What you are asked to do: Please pick out each line in the entries below that contains the word "tile", treating uppercase and lowercase as different, and copy those lines.

Materials provided:
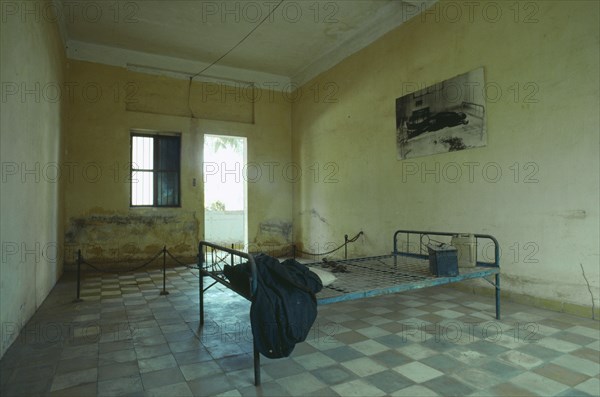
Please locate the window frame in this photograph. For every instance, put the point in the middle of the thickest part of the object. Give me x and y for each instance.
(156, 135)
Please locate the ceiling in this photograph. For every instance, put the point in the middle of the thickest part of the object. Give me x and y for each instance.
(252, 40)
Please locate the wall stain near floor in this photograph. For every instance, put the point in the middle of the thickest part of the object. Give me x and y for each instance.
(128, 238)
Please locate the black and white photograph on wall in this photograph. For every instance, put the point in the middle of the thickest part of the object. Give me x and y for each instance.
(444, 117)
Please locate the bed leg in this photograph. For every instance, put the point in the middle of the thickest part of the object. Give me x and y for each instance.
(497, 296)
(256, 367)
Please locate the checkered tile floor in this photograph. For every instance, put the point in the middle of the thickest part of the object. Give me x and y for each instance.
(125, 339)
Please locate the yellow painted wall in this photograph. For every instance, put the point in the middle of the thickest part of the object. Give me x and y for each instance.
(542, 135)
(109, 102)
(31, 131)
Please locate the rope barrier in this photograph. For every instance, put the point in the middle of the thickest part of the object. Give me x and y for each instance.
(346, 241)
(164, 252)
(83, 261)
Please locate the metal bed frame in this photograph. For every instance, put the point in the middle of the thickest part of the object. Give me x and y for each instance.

...

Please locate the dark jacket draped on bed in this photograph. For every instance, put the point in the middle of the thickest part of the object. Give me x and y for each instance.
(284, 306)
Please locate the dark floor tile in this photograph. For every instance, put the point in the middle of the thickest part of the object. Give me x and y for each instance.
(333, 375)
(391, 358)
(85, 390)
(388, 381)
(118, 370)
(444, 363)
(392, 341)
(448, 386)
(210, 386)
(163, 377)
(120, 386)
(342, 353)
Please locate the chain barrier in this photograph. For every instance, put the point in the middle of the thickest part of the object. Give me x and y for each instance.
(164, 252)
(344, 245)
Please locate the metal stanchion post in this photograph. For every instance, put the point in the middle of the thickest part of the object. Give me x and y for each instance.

Completed task:
Please locate the checkered tile floor in this photograph. For every instance, put the point in the middle of the thickest part of the object. Give me x and y for each instance.
Please locate the dark floor tile in this photograph. For every instance, put the point in the middle of the thickest part of the object. Give me x and y for each instance.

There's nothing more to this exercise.